## [Task details]
Can you write out all the lines below again, requests included, with every bounding-box coordinate in the answers multiplied by 0.7 and rounded to a whole number, halves rounding up? Leave the pictures out.

## [Entries provided]
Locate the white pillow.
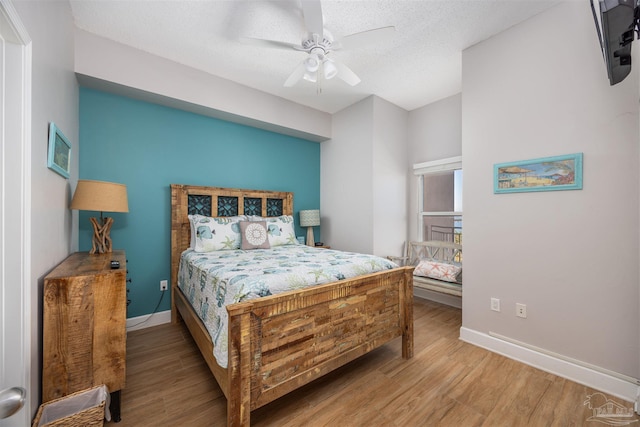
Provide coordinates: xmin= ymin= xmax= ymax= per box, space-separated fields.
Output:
xmin=413 ymin=259 xmax=462 ymax=282
xmin=264 ymin=215 xmax=299 ymax=247
xmin=240 ymin=221 xmax=270 ymax=250
xmin=189 ymin=215 xmax=246 ymax=252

## [Response to this exercise]
Locate the white pillow.
Provide coordinates: xmin= ymin= xmax= ymax= per box, space-separated fields.
Output:
xmin=289 ymin=181 xmax=323 ymax=197
xmin=185 ymin=151 xmax=209 ymax=173
xmin=168 ymin=155 xmax=189 ymax=175
xmin=132 ymin=151 xmax=172 ymax=176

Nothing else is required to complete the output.